Items from a data source

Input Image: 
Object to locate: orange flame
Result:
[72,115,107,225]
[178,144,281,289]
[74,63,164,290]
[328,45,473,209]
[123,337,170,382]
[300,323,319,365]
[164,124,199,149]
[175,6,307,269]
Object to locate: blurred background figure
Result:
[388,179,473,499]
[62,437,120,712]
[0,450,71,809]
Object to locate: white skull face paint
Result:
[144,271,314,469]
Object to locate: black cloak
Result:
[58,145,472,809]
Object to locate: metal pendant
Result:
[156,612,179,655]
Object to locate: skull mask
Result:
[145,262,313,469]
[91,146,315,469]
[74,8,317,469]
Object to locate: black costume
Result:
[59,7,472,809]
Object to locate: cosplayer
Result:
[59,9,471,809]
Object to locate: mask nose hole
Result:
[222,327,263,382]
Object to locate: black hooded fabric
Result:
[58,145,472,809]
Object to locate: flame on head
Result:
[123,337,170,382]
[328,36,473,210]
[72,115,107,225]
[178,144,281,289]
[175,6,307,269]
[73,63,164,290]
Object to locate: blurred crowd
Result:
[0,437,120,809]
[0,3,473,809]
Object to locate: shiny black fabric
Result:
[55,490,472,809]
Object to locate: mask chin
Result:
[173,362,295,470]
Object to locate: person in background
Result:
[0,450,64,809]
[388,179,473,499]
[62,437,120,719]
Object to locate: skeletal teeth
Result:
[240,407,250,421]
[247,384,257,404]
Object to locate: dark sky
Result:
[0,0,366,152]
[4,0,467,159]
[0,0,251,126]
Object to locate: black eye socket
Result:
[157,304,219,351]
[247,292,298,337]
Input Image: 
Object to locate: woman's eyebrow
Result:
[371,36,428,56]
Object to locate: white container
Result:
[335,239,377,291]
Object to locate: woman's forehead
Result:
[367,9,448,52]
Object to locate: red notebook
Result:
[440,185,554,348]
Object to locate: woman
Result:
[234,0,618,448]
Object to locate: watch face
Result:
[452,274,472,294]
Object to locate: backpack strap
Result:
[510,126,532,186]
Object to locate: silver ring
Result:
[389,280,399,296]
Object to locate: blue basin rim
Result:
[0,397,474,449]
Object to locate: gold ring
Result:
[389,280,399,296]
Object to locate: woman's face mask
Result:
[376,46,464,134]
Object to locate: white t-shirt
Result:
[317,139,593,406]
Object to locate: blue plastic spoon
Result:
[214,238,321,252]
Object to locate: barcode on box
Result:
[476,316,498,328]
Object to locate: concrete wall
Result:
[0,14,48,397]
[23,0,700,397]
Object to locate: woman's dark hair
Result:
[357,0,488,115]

*Aim of the exercise*: Starting with the line that contains "Object to locate: cosplayer" and going on through the line that contains "[0,0,251,126]", write out those lines again with "fabric" swapped for "cloth" everywhere it appears, leaving everything else the same.

*Written solution*:
Object to locate: cosplayer
Result:
[59,9,471,809]
Object to locate: mask nose hole
Result:
[222,327,263,382]
Object to locate: black hooded cloth
Result:
[58,145,472,809]
Object to locate: flame on head
Result:
[123,337,170,382]
[328,36,473,210]
[72,115,107,225]
[178,144,281,289]
[175,6,307,269]
[73,63,164,290]
Object to locate: blurred crowd
Result:
[0,437,120,809]
[0,3,473,809]
Object to locate: shiny black cloth
Result:
[55,490,472,809]
Object to locate: mask chin
Result:
[173,362,295,470]
Object to locate: person in background
Result:
[0,450,64,809]
[388,179,473,499]
[62,437,120,719]
Object to locate: skeletal teeth
Result:
[240,407,250,421]
[247,384,257,404]
Object to locate: dark sky
Result:
[0,0,366,152]
[4,0,467,159]
[0,0,251,126]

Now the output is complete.